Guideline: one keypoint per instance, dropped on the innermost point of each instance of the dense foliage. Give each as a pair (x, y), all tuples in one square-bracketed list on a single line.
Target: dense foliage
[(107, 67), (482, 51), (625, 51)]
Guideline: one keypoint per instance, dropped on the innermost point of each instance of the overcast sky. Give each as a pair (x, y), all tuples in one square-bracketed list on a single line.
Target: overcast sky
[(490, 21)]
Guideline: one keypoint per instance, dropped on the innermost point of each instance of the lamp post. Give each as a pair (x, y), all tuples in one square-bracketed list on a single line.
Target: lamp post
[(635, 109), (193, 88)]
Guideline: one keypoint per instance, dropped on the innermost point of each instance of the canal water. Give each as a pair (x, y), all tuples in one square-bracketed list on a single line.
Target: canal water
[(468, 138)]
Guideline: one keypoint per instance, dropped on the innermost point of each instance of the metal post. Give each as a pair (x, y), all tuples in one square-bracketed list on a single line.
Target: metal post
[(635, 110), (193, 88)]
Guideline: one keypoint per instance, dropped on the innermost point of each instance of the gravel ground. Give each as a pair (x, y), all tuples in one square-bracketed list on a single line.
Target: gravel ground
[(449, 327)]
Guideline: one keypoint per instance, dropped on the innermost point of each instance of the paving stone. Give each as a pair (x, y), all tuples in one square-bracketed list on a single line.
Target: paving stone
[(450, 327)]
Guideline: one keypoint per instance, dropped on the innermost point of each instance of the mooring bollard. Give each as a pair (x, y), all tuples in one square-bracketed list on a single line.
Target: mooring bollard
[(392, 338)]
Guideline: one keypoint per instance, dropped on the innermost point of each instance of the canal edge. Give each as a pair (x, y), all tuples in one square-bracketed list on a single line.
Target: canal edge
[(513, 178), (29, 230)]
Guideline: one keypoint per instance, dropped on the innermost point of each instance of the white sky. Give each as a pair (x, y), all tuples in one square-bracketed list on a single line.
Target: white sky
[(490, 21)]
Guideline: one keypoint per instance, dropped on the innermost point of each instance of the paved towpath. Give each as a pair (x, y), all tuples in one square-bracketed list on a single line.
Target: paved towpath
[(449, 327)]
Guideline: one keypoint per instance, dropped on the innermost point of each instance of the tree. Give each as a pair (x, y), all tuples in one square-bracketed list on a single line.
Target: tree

━━━━━━━━━━

Recast the lines of the listing above, from the line containing "of the paving" up to and including the line containing "[(392, 338)]", as a Markdown table. Use a column named Index for the row number and a column named Entry for the line, and leave out blank lines.

_CORRECT OUTPUT:_
| Index | Entry |
|---|---|
| 1 | Guideline: one keypoint per instance, dropped on the innermost point of each instance of the paving stone. Give each as a pair (x, y), all tuples in one square-bracketed list on a single line. |
| 2 | Target: paving stone |
| 3 | [(450, 327)] |
| 4 | Guideline: one keypoint per instance, dropped on the innermost point of each instance of the mooring bollard. Give each as a pair (x, y), all tuples in one square-bracketed list on a single line. |
| 5 | Target: mooring bollard |
| 6 | [(392, 338)] |